Written problem:
Render the entries below as a Markdown table with the columns "Row" and "Line". Give each non-blank line its own row, numbered in order.

Record set:

◇ ◇ ◇ ◇ ◇

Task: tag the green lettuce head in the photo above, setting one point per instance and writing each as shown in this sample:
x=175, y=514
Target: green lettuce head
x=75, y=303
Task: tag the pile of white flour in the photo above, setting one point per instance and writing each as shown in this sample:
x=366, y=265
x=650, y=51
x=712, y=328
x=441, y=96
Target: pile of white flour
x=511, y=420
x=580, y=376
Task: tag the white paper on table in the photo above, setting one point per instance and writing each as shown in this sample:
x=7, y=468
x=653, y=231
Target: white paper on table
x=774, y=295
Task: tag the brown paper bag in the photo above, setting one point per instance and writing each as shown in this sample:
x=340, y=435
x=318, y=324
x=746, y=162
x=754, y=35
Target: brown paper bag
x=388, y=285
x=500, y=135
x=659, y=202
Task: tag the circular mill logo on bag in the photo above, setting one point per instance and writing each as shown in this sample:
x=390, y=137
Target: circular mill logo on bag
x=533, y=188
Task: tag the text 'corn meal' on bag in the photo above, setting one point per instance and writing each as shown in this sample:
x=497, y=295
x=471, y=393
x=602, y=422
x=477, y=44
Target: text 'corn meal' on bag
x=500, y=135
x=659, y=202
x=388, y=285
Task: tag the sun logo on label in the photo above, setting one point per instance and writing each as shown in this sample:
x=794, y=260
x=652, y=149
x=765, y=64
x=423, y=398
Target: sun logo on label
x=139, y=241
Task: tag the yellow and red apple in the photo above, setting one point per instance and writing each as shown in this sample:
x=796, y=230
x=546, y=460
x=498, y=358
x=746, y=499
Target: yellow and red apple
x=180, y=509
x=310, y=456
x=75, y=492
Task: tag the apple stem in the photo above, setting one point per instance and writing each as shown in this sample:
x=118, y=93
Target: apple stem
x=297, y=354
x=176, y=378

◇ ◇ ◇ ◇ ◇

The response:
| Row | Line |
|---|---|
| 1 | Task: tag the green lettuce head in the photo above, setting one point per instance and writing each as shown in this sample: |
| 2 | x=175, y=514 |
| 3 | Target: green lettuce head |
| 4 | x=75, y=303 |
| 5 | Task: tag the pile of white flour in the photo above, setting one point per instance and writing each as shown in this sample: |
| 6 | x=366, y=265 |
| 7 | x=650, y=51 |
| 8 | x=712, y=328 |
| 9 | x=441, y=96 |
| 10 | Target: pile of white flour |
| 11 | x=511, y=420 |
| 12 | x=580, y=376 |
| 13 | Task: tag the white paper on table in the photo above, setting one point per instance and writing each as shown in this sample: |
| 14 | x=7, y=468 |
| 15 | x=653, y=231 |
| 16 | Target: white paper on table |
| 17 | x=774, y=295 |
| 18 | Task: tag the brown paper bag in the photo above, setting one point per instance and writing each as shown in this sample: |
| 19 | x=340, y=435 |
| 20 | x=318, y=324 |
| 21 | x=746, y=162 |
| 22 | x=754, y=35 |
| 23 | Target: brown paper bag |
| 24 | x=388, y=285 |
| 25 | x=500, y=135 |
| 26 | x=659, y=202 |
| 27 | Task: tag the circular mill logo on bag in the photo above, setting one point per instance and writing each as shown in this sample: |
| 28 | x=390, y=137 |
| 29 | Target: circular mill logo on bag |
| 30 | x=533, y=188 |
| 31 | Task: tag the text 'corn meal' on bag in the photo above, setting one point per instance and writing each as shown in this sample: |
| 32 | x=497, y=295 |
| 33 | x=471, y=393 |
| 34 | x=602, y=422 |
| 35 | x=477, y=44 |
| 36 | Target: text 'corn meal' on bag |
| 37 | x=500, y=135 |
| 38 | x=659, y=202 |
| 39 | x=388, y=285 |
| 40 | Task: tag the sun logo on label in the photo above, setting one point per instance and writing each as shown in this sample: |
| 41 | x=794, y=260 |
| 42 | x=652, y=149 |
| 43 | x=765, y=64 |
| 44 | x=423, y=398 |
| 45 | Target: sun logo on label |
| 46 | x=139, y=241 |
| 47 | Task: tag the yellow and red apple in the photo above, setting one point per instance and writing each as shown in this sample: |
| 48 | x=796, y=230 |
| 49 | x=546, y=460 |
| 50 | x=498, y=358 |
| 51 | x=746, y=499 |
| 52 | Target: yellow and red apple |
| 53 | x=180, y=509 |
| 54 | x=310, y=456 |
| 55 | x=75, y=492 |
| 56 | Task: tag the apple stem in the photo above, setting one point per instance and writing each as shown in this sample: |
| 57 | x=118, y=93 |
| 58 | Target: apple stem |
| 59 | x=297, y=354 |
| 60 | x=176, y=378 |